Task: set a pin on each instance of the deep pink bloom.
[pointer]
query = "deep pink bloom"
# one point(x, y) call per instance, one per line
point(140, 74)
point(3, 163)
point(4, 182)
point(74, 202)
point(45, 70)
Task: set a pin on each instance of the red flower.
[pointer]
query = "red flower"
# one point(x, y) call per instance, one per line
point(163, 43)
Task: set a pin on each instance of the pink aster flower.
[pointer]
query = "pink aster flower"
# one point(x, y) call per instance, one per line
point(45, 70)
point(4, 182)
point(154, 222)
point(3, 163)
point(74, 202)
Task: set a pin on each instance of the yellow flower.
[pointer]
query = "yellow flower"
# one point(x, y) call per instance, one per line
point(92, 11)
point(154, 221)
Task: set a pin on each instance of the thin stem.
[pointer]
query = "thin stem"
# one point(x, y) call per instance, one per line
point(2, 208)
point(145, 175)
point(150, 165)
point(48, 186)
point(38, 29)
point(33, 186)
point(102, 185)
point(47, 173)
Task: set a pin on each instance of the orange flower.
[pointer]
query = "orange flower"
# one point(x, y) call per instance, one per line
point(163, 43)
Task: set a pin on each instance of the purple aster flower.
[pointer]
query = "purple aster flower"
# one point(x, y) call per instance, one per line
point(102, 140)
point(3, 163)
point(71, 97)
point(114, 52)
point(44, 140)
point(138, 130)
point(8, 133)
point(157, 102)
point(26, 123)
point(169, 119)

(Stated goal):
Reproduce the items from the line with "Task: set a pin on each instance of the red" up to and including the line with "point(47, 173)", swapping "thin stem" for "slender stem" and leaving everything else unchanged.

(Solution for this task):
Task: set a pin on each instance of the red flower.
[pointer]
query = "red flower"
# one point(x, y) call per instance, one per line
point(163, 43)
Task: set a pin on each instance of the pink aster flower.
[pointer]
query = "pink aster flower"
# one point(x, y) call per instance, one per line
point(45, 70)
point(4, 182)
point(154, 222)
point(3, 163)
point(74, 202)
Task: set a pin on each instance of the yellow flower.
[pointer]
query = "yellow flower"
# one point(x, y) call per instance, one per line
point(92, 11)
point(154, 221)
Task: set a pin on each instance of the slender stem.
[pointer]
query = "slender stem"
# one point(x, y) call per instance, one per line
point(2, 208)
point(145, 175)
point(150, 165)
point(48, 186)
point(38, 29)
point(33, 186)
point(102, 185)
point(47, 173)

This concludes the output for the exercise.